━━━ SOURCE PASSAGE
Uncovering the climate gases that control our tropical coasts
For most people it's the characteristic smell of the sea, but for marine biologists dimethyl sulphide (DMS) and similar compounds play a key role in cloud formation and can be used by predators to locate prey.
Now new research from an international team of scientists reveals that these compounds, known collectively as Biogenic Volatile Organic Compounds or BVOCs, could well determine how our changing planet impacts tropical marine ecosystems, some of the most sensitive, yet productive, regions on earth.
"Organisms associated with tropical coasts, such as corals, are the highest producers of BVOCs on the planet. Decades of research from other environments would therefore suggest a critical role for BVOCs," says Dr Dan Exton, Marine Research and Operations Manager with Operation Wallacea and lead author of the study published this month in Global Change Biology.
"However, despite supporting at least half a billion people worldwide, we actually know very little about many of the processes that will determine how our changing planet impacts coral reefs," he says.
The team used existing, as well as previously unpublished data to consider how current environmental conditions shape the production of these fundamentally important climate gases across tropical coastal marine ecosystems. The results of the study reveal that the role these ecosystems play as global production hotspots of BVOCs has been almost entirely neglected.
"Our study takes this wealth of knowledge and applies it to the many unknowns regarding the functioning of key coral reef processes, addressing issues such as coral bleaching, how the multitude of species interact with one another, and how predicted future changes in reef communities will impact the production of these chemicals and the benefits they bring," he says.
Co-author Associate Professor David Suggett, Team Leader in the UTS Coral Ecophysiology Processes Group, says the research highlights the severe lack in our current understanding about the interplay between the ecological, physiological and climatic roles of BVOCs in regions most at risk from climate change and environmental degradation.
"Tropical coastal areas are highly productive and biodiverse, but changing rapidly. We simply don't have enough information to estimate current BVOC production let alone predict future emissions," says Associate Professor Suggett, an ARC Future Fellow in The Plant Functional Biology and Climate Change Cluster.
━━━━━━
■ WORK REQUEST 1: From the article on tropical coastal climate gases, copy the passage from "The team used" to "almost entirely neglected." word for word.
■ WORK REQUEST 2:
Answer these questions using the article on tropical coastal climate gases:
(a) What do the letters BVOCs stand for?
(b) In which journal was the study published?
(c) What fellowship does Associate Professor Suggett hold?
━━━ SOURCE DATA
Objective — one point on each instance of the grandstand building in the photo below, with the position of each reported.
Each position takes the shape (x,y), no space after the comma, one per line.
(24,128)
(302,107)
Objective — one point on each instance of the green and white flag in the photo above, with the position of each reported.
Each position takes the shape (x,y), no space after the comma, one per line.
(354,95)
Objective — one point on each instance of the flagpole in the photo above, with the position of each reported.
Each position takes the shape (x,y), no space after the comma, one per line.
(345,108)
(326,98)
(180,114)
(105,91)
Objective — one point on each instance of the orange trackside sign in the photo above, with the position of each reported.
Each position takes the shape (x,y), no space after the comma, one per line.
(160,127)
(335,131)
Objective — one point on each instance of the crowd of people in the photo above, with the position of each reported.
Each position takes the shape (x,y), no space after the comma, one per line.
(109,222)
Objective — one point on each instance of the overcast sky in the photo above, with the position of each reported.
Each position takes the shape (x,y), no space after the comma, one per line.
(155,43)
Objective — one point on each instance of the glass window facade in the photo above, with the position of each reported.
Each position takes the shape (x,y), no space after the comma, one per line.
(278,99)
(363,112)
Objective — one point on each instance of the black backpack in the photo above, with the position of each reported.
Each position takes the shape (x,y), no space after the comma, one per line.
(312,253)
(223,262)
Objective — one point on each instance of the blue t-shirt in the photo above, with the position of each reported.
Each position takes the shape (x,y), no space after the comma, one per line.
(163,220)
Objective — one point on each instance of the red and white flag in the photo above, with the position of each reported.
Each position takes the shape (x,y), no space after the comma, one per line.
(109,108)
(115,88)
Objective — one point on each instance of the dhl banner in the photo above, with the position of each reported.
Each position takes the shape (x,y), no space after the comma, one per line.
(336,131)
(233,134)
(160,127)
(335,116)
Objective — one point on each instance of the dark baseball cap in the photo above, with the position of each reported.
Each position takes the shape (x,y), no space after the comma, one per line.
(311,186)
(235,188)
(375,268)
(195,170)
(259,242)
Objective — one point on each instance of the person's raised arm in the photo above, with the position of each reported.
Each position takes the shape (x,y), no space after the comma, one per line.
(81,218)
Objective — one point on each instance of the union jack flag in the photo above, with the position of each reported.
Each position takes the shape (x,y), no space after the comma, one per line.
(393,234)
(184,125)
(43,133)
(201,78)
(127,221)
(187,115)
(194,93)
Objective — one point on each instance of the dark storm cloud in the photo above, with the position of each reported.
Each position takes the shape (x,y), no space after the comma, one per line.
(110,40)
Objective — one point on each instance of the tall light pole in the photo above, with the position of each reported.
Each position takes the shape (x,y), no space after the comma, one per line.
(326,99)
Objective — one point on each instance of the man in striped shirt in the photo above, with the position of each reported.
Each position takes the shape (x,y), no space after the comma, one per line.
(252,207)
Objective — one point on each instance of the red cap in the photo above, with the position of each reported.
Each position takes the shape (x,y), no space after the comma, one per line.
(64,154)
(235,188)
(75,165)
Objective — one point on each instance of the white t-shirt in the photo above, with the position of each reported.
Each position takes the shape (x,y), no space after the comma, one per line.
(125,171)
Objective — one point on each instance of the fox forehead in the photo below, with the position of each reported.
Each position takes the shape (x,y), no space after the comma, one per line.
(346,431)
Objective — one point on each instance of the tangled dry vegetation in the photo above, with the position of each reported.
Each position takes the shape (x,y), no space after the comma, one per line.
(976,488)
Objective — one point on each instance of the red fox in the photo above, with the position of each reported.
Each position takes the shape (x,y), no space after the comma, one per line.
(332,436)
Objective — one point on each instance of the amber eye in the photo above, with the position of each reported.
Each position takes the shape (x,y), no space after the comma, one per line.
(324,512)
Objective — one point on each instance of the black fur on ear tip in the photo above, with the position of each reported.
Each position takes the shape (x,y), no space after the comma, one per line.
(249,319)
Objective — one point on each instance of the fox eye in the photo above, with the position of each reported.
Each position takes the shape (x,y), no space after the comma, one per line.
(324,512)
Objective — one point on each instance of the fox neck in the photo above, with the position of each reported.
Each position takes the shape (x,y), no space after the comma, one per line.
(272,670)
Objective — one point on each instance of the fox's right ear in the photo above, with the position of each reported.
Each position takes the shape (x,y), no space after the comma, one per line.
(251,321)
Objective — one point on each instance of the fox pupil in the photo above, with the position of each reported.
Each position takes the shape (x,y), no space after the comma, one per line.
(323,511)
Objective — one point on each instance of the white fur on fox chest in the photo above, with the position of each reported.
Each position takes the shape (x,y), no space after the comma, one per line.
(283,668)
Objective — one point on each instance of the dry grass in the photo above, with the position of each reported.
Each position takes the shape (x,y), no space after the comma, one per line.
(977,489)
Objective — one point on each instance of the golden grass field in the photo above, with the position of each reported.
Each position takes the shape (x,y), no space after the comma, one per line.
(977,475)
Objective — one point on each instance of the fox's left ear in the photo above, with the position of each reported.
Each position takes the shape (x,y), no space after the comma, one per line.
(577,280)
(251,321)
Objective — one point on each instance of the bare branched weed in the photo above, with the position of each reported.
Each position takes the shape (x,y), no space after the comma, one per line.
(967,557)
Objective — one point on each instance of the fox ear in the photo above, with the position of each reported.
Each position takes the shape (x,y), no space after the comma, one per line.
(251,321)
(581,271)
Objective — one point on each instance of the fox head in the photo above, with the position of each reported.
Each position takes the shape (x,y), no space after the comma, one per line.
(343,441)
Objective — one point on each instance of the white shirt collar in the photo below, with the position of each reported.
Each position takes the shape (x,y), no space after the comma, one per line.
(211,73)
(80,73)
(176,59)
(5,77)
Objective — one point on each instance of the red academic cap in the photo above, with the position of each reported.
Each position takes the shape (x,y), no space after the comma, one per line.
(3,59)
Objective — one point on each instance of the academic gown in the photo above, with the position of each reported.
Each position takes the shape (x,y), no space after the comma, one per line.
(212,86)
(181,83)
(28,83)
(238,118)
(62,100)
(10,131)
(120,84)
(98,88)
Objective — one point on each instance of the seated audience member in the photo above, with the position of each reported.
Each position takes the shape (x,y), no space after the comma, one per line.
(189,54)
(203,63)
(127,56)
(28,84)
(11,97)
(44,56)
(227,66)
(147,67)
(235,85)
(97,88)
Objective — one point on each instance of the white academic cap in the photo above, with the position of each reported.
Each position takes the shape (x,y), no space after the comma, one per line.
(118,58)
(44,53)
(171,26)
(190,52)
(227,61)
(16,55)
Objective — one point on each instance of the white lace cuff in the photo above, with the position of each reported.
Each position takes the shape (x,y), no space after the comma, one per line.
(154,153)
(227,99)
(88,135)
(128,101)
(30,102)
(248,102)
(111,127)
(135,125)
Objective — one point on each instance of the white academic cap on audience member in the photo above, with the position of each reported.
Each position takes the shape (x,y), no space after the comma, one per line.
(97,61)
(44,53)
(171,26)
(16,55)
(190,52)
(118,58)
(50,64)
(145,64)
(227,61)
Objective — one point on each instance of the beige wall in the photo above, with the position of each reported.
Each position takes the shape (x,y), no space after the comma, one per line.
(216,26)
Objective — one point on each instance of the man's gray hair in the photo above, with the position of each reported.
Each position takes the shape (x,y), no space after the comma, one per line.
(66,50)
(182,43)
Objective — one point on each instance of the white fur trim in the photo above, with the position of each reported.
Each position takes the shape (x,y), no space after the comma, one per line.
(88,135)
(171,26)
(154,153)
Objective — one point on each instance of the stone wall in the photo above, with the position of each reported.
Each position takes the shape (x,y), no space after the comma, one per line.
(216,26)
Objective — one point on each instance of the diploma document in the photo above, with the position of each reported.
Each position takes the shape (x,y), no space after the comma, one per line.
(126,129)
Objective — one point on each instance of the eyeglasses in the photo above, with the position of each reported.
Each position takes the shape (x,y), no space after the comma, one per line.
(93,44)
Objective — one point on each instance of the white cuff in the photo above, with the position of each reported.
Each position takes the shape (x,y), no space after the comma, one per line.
━━━━━━
■ WORKED SOLUTION 1:
The team used existing, as well as previously unpublished data to consider how current environmental conditions shape the production of these fundamentally important climate gases across tropical coastal marine ecosystems. The results of the study reveal that the role these ecosystems play as global production hotspots of BVOCs has been almost entirely neglected.

■ WORKED SOLUTION 2:
(a) Biogenic Volatile Organic Compounds
(b) Global Change Biology
(c) ARC Future Fellow